▶ _GIVEN REQUEST_
Print word for word the stretch of the anti-scald valve notice below from "1. HUD ISSUES" through "bathtubs and showers.".

▶ _PAGE EXTRACT_
1. HUD ISSUES ANTI-SCALD VALVE REFERENCE STANDARD CORRECTION
HUD has published a correction in the June 3, 2014 Federal Register to its December 9, 2013 Final Rule adopting certain modifications and updates to the Part 3280 Manufactured Housing Construction and Safety Standards. This specific correction addresses an issue previously raised by MHARR concerning the proper reference standard for “anti-scald” valves, including anti-scald valves used in combination bathtubs and showers.
In its second set of standards revisions, the Manufactured Housing Consensus Committee (MHCC) recommended that HUD adopt the American Society of Sanitary Engineering (ASSE) 1016-1996 reference standard for anti-scald valves. The 1996 edition of ASSE 1016 was also referenced in HUD’s July 13, 2010 Proposed Rule concerning these standards revisions, but at the “request” of an unidentified “commenter,” was unilaterally changed to the ASSE 2005 edition in the December 9, 2013 HUD Final Rule.
MHARR, as has been its consistent policy, objected at the time – and at a subsequent April 10, 2014 meeting with senior-level HUD officials – to this (and other) unilateral HUD changes to MHCC recommendations without further consideration or review by the MHCC. In addition, MHARR advised HUD of concerns raised by industry members regarding the specific applicability and potential cost of ASSE 1016-2005 – as compared with ASSE 1996 as recommended by the MHCC — as well as the potential unavailability of conforming equipment.
Now, in its June 3, 2014 Federal Register correction, HUD acknowledges that the ASSE 1016-2005 standard “is not the correct standard for an anti-scalding device designed for bathtub and whirlpool tubs without showers” and instead designates ASSE 1070-2004 as “the correct reference standard for anti-scald devices designed for bathtubs and whirlpool tubs without showers.” (Emphasis added).

▶ _RECORDS SHOWN_
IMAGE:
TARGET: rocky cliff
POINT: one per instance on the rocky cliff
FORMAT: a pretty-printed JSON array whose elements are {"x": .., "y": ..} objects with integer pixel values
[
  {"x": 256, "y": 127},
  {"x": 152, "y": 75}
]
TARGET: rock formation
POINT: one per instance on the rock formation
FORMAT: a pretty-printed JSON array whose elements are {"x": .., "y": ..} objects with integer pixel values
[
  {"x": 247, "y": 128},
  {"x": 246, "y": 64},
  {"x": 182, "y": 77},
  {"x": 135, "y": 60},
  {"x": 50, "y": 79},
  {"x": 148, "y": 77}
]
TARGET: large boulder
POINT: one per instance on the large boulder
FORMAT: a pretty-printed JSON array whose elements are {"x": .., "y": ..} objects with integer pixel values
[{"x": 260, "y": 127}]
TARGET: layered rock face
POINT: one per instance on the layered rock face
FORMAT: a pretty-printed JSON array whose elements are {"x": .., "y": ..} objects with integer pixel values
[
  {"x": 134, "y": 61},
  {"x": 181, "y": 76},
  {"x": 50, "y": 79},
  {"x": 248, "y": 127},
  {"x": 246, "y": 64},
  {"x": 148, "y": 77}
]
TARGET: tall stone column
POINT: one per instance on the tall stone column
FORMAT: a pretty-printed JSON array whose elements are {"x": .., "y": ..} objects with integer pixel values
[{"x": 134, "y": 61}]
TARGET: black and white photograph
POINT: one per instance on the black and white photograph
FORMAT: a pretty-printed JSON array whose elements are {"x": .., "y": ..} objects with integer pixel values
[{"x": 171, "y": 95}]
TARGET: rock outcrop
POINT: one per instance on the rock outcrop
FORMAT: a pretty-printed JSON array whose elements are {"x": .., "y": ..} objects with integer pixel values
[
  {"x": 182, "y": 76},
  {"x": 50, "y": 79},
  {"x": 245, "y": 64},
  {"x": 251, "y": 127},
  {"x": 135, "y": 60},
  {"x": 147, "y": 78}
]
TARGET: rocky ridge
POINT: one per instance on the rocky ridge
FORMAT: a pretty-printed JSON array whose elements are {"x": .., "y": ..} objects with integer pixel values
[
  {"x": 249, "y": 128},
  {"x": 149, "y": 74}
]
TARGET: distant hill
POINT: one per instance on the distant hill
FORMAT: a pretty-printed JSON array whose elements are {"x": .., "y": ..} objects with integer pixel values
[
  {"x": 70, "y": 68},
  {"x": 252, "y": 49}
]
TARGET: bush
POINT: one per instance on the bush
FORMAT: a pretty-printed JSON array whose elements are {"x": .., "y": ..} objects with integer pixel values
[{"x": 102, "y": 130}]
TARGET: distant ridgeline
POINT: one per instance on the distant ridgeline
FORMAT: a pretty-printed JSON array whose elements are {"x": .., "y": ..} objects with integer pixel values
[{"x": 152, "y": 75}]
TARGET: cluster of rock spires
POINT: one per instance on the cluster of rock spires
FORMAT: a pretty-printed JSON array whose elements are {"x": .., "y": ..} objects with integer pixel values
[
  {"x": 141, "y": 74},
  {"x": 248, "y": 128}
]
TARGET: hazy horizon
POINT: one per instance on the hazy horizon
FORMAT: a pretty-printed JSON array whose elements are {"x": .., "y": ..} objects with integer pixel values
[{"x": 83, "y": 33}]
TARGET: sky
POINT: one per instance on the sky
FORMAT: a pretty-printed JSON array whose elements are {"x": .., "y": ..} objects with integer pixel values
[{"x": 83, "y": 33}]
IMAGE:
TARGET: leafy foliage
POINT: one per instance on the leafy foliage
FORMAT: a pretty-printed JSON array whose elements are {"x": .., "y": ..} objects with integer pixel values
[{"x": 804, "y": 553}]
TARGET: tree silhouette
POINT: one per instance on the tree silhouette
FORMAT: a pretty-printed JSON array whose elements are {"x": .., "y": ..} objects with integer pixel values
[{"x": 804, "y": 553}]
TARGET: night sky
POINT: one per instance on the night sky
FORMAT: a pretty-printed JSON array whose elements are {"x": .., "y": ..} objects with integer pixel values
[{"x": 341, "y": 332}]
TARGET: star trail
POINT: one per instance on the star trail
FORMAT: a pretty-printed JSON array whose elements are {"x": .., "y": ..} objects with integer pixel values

...

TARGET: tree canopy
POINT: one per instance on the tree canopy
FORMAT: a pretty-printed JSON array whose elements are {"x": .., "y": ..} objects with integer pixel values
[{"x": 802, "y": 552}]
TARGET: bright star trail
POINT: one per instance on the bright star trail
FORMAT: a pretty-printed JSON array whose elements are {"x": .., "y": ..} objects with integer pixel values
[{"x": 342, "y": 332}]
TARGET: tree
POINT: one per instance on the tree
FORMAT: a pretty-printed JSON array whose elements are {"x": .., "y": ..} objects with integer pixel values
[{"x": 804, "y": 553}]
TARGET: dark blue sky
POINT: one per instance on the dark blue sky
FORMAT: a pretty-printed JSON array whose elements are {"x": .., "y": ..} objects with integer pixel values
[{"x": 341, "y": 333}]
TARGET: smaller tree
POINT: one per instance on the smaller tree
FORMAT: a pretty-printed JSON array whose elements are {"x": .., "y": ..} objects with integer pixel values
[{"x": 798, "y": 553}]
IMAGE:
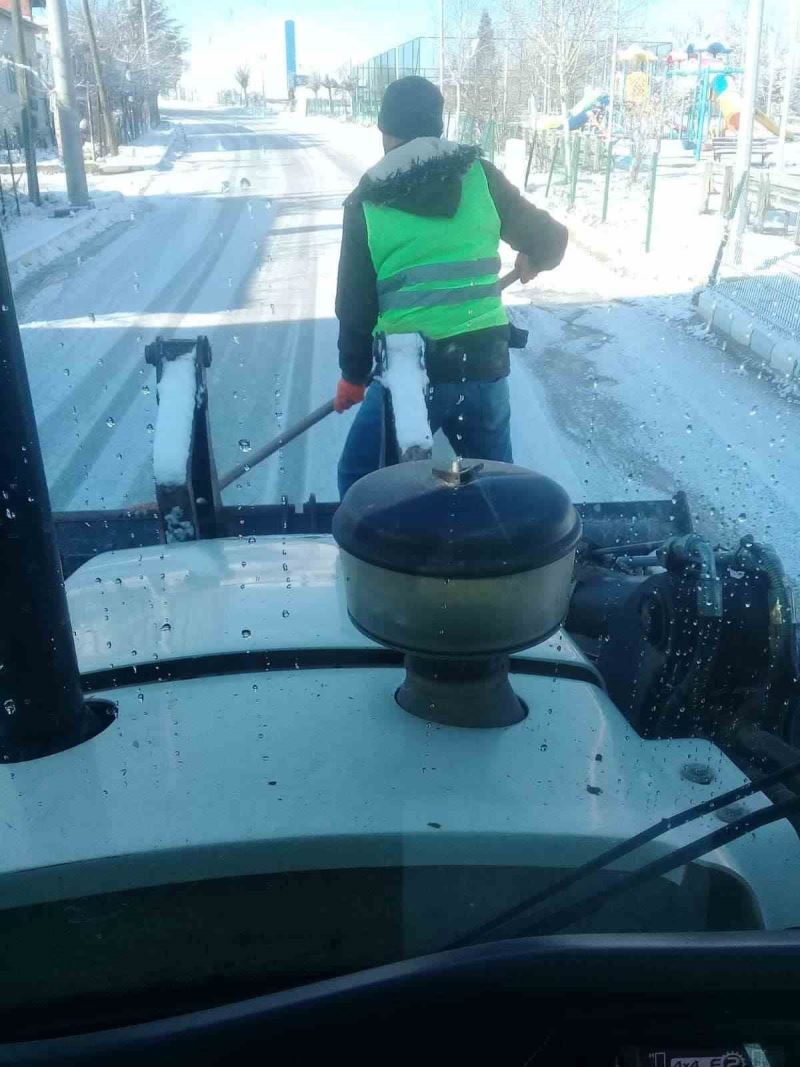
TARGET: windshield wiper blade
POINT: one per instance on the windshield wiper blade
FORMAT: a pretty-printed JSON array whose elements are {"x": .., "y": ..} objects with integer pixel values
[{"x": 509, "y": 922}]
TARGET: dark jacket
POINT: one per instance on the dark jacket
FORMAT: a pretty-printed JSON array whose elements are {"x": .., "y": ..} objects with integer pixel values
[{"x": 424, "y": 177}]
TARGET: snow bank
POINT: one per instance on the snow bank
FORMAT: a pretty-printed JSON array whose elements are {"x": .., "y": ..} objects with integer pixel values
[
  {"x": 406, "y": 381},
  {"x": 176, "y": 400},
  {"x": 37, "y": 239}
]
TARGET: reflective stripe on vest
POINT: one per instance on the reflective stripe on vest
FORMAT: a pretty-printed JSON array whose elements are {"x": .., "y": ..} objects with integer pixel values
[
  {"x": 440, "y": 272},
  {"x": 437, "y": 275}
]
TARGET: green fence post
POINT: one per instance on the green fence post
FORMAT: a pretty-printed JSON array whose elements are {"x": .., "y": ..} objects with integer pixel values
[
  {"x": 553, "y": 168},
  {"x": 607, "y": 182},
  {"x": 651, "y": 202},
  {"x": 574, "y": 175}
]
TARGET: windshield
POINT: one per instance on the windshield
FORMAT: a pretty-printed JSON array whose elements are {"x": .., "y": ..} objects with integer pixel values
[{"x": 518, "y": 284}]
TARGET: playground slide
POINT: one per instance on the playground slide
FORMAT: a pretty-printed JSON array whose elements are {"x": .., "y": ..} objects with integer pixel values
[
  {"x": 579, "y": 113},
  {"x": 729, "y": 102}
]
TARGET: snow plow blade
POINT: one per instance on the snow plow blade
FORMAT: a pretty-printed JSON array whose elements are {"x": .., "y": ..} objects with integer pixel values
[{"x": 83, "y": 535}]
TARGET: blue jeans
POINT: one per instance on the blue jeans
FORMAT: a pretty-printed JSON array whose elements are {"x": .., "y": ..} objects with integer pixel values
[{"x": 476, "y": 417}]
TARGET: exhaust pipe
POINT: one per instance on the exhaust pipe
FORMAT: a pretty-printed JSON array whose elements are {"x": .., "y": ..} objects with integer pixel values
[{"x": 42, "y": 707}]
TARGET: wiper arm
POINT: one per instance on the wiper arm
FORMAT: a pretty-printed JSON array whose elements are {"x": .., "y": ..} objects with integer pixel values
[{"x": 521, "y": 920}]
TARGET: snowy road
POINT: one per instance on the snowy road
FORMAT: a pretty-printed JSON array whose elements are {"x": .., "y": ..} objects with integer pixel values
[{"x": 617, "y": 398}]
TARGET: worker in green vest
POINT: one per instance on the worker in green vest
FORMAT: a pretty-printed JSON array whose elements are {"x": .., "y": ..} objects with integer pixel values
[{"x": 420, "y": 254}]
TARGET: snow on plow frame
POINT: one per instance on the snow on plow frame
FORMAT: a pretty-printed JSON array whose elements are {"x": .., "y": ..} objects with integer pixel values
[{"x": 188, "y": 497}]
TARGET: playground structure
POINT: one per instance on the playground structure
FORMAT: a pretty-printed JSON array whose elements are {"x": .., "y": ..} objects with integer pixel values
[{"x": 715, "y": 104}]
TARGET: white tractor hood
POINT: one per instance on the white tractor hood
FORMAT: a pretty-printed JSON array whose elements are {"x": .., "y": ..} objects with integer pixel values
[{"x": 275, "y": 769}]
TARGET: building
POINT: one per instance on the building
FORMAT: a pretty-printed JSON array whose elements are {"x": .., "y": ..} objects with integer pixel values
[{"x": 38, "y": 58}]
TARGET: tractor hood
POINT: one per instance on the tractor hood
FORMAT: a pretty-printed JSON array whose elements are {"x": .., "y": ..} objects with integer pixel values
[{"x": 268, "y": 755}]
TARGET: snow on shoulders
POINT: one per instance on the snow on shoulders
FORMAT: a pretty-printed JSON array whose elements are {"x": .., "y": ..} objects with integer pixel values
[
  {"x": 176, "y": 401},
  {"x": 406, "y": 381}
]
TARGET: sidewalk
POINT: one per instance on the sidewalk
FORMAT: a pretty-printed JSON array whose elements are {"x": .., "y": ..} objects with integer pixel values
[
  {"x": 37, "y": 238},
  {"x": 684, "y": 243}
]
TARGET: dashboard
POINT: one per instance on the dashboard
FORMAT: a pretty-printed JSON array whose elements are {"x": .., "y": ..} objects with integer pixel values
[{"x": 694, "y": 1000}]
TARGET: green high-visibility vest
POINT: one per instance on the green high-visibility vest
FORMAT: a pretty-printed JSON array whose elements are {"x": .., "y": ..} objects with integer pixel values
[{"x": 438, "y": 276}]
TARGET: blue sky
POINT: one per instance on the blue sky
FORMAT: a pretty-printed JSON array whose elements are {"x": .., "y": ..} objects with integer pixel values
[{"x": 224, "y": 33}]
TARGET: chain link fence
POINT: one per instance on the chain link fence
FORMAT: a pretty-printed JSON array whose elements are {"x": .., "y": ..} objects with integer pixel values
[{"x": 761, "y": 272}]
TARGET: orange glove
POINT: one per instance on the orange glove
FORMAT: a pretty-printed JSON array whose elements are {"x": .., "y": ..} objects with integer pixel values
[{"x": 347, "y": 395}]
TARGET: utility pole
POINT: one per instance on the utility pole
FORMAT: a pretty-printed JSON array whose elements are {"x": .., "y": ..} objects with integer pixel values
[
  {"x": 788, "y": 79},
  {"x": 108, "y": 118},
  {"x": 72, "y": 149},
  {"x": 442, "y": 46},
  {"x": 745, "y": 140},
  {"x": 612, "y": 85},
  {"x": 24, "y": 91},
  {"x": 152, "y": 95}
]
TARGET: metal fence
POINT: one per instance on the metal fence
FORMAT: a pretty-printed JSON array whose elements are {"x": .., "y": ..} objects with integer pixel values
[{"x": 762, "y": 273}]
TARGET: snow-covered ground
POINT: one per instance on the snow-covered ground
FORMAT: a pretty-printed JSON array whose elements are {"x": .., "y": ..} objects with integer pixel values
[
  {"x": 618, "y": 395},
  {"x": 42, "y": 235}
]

--

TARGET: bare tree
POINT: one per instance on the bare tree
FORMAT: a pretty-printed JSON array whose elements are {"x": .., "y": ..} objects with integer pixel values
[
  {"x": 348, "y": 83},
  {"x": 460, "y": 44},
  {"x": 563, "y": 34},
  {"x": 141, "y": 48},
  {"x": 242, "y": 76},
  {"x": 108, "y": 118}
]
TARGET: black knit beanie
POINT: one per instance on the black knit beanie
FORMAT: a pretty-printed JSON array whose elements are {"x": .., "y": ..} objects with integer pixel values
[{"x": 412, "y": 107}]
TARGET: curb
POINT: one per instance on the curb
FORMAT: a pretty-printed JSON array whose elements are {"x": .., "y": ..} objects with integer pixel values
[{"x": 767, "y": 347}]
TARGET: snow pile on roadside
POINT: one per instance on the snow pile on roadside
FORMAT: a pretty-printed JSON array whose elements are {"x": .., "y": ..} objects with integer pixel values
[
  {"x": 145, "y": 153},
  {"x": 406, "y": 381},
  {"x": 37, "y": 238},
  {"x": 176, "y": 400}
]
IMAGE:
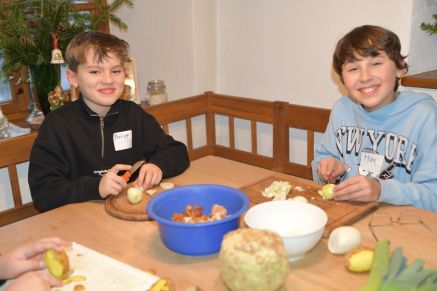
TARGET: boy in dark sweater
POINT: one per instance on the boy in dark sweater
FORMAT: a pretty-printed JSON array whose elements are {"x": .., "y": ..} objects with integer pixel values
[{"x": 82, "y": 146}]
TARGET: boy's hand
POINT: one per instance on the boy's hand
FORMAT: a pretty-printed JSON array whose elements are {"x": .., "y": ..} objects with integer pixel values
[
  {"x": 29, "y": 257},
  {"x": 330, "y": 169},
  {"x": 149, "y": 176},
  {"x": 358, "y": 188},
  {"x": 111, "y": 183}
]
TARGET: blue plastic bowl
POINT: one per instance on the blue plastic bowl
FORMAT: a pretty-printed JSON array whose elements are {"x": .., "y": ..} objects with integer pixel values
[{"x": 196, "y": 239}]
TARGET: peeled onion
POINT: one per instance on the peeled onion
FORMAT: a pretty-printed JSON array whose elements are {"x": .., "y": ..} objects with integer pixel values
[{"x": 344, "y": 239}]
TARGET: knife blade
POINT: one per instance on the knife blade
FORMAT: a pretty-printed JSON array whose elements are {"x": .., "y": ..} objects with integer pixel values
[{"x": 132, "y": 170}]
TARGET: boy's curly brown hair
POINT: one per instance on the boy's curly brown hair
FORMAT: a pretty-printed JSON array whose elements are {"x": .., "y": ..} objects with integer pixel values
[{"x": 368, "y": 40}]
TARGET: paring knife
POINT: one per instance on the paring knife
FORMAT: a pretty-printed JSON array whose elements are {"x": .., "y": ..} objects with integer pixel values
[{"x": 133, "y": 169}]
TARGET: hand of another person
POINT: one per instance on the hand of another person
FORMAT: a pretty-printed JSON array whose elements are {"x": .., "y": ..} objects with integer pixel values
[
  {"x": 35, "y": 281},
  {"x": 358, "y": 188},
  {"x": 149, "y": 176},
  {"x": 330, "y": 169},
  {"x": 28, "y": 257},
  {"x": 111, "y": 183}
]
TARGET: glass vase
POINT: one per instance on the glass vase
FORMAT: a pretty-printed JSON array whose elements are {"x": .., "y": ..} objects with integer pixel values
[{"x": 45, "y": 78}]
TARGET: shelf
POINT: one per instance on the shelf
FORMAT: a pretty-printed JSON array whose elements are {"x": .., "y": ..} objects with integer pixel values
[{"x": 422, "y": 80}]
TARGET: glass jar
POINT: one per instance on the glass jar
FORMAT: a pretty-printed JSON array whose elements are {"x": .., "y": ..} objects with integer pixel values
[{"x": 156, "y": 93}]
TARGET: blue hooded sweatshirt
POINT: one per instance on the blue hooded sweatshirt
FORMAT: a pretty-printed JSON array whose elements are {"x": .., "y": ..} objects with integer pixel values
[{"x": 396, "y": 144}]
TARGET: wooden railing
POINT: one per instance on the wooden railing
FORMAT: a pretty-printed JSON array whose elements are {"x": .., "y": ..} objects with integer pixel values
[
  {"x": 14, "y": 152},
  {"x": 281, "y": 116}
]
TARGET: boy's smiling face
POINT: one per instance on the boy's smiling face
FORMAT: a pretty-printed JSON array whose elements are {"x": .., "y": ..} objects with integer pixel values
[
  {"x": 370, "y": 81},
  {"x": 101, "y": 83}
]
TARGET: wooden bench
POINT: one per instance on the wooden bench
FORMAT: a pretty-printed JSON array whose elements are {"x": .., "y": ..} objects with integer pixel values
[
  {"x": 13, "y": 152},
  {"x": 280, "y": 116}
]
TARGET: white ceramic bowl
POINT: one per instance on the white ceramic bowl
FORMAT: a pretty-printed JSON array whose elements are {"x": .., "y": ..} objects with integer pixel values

▶ _EXERCISE OUTPUT_
1. HUD ISSUES ANTI-SCALD VALVE REFERENCE STANDARD CORRECTION
HUD has published a correction in the June 3, 2014 Federal Register to its December 9, 2013 Final Rule adopting certain modifications and updates to the Part 3280 Manufactured Housing Construction and Safety Standards. This specific correction addresses an issue previously raised by MHARR concerning the proper reference standard for “anti-scald” valves, including anti-scald valves used in combination bathtubs and showers.